Copy out the passage of the rowing interview below that starts with "4. What was" and ends with "ahead of us.", replacing "rookie" with "beginner".

[SUPPLIED TEXT — start]

Why I Row Interview 19 by Michelle Conway/November 2020
Name: Therese Kennedy
Occupation: Retired Bank Official
1. When did you begin rowing?
I started rowing in 2011…..imagine 9 years ago! I had missed the Summer Recreational Camp that year but got an opportunity to start in October…not the easiest time to start learning to row I might add but I grabbed it!
I have played a lot of Sport over the years and have had to withdraw from some endeavours due to injury. Rowing had always eluded me. I remember watching rowers on the Foyle in Derry when I worked there in the 80’s and was in awe of the grace and speed with which the boats moved. Having the Carolans as neighbours and friends in Carragh needless to say played a part in being recruited and subsequently ‘caught’ by the bug!
3. Have you a favourite seat?
I usually find myself in the middle seat of a crew boat. However, I do enjoy stroking a Double and have an equal grá for the Single but always with company. I am enjoying recent exposure to Sweep again having been reacquainted with it after initially dismissing it when I started to row due to injury.
4. What was your top challenge?
My top challenge came very early in my rowing career. Tribes travelled to Paris in October 2012 to row in the ‘Traversee de Paris et des Hautes de Seine’ just a year after I d started. I was a total rookie! Breakfast was at dawn. Our cox, Eithne Cunningham had slept in (that is a whole other story) and our boat was very old with wooden oars and handles. Fortunately, we had a replacement cox albeit a few pounds heavier than Eithne! He, AKA Joe Goulding arrived for duty in his chinos and leather shoes…the poor man had been woken from slumber and no more than me looked terrified at the prospect of what was ahead of us.
All 200 boats that’s 1000 people bobbed up and down awaiting the start. I remember the starter boat flitting around with what looked like a tiley lamp in the middle of this milee. John my husband who was in the boat with me commented that it looked like a scene out of the film Titanic! For a brief moment we all laughed The Deegans, The Kennedy’s and Joe. Then it was back to jostling for position and I heard the countdown commence Dix Neuf Huit Sept Six Cinq Quatre Trois Deux Un and we were off!
What followed apparently, as I saw nothing except my poor blistered hands trying to keep the rhythm with my fellow crew members, was a 28km scenic tour of Paris from the Seine passing The Esplande des Invalides, the Tour Eiffel, National Assembly , the Quai d’Orsay, Notre Dame and of course the 33 bridges, how could I forget them! We had one or two stops for food or blister treatment but no sooner was the Protein Bar unwrapped or the plaster just on the torn skin than out would come the command ‘All 4 Ready Row’ . I thought it would never end and every part of me was on fire. I couldn’t wait to get out of the boat but our wonderful cox in fairness wanted us to look good on the home straight so the command to ‘Strike’ was uttered so many times I thought I ‘d loose my mind! I remember feeling just get me off this bleeding boat. My colour when I stood up prompted a holer from Sean Carolan to ‘Get that Woman Sugar Fast’
A few hours later after enduring an excruciating shower with 12 blisters on my hands Said Woman was drinking a glass of Champagne and cheering Donegal to an All-Ireland Win over Mayo.

[SUPPLIED TEXT — finish]
[DATA SECTION — start]

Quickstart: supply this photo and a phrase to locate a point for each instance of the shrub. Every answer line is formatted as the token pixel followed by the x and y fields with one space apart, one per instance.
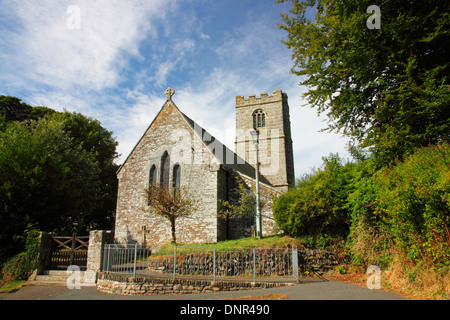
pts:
pixel 413 202
pixel 23 264
pixel 318 204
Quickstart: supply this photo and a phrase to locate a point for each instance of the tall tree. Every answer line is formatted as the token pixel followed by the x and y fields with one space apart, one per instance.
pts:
pixel 170 204
pixel 387 88
pixel 45 180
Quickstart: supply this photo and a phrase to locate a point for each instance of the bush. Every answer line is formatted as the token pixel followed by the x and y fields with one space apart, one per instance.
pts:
pixel 23 264
pixel 318 203
pixel 413 203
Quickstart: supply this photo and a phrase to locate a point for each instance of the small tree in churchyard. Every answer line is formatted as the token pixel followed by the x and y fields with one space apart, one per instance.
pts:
pixel 170 204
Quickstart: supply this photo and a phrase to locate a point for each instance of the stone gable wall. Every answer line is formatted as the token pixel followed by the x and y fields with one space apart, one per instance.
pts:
pixel 134 222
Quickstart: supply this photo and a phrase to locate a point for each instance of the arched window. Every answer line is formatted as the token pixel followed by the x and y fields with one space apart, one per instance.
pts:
pixel 259 119
pixel 176 179
pixel 152 176
pixel 165 169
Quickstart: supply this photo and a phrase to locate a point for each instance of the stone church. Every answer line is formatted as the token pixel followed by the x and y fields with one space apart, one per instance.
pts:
pixel 176 152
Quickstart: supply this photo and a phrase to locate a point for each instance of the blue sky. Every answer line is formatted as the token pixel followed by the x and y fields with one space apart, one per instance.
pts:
pixel 116 66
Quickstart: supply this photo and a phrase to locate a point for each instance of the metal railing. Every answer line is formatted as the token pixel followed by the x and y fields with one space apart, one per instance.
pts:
pixel 202 262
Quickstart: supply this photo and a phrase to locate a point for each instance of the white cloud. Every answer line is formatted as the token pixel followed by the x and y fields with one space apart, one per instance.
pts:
pixel 90 57
pixel 116 67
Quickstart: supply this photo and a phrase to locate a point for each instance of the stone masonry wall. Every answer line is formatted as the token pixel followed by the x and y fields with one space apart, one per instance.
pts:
pixel 124 285
pixel 275 141
pixel 135 223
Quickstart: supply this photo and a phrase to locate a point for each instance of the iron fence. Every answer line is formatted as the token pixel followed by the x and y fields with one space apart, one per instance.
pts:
pixel 215 263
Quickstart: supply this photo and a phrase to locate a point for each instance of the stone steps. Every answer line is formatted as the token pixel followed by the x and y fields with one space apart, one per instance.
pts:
pixel 54 278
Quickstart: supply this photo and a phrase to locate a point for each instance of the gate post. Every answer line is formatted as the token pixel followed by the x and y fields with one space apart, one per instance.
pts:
pixel 295 264
pixel 72 249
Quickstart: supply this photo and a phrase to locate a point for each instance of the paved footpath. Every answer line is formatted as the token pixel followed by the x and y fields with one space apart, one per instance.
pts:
pixel 309 289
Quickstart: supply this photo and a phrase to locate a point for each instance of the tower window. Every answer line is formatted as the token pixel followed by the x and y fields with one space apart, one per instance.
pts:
pixel 259 119
pixel 152 177
pixel 165 168
pixel 176 179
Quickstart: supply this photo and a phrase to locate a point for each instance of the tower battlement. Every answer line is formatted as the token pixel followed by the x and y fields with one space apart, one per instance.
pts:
pixel 269 114
pixel 262 99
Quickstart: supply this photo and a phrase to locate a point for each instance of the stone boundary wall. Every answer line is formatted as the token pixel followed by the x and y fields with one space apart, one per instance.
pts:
pixel 126 285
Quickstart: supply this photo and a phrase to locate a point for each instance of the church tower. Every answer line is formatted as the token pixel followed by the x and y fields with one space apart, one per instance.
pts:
pixel 269 115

[DATA SECTION — finish]

**RESULT FOR THIS TASK**
4. What was your top challenge?
My top challenge came very early in my rowing career. Tribes travelled to Paris in October 2012 to row in the ‘Traversee de Paris et des Hautes de Seine’ just a year after I d started. I was a total beginner! Breakfast was at dawn. Our cox, Eithne Cunningham had slept in (that is a whole other story) and our boat was very old with wooden oars and handles. Fortunately, we had a replacement cox albeit a few pounds heavier than Eithne! He, AKA Joe Goulding arrived for duty in his chinos and leather shoes…the poor man had been woken from slumber and no more than me looked terrified at the prospect of what was ahead of us.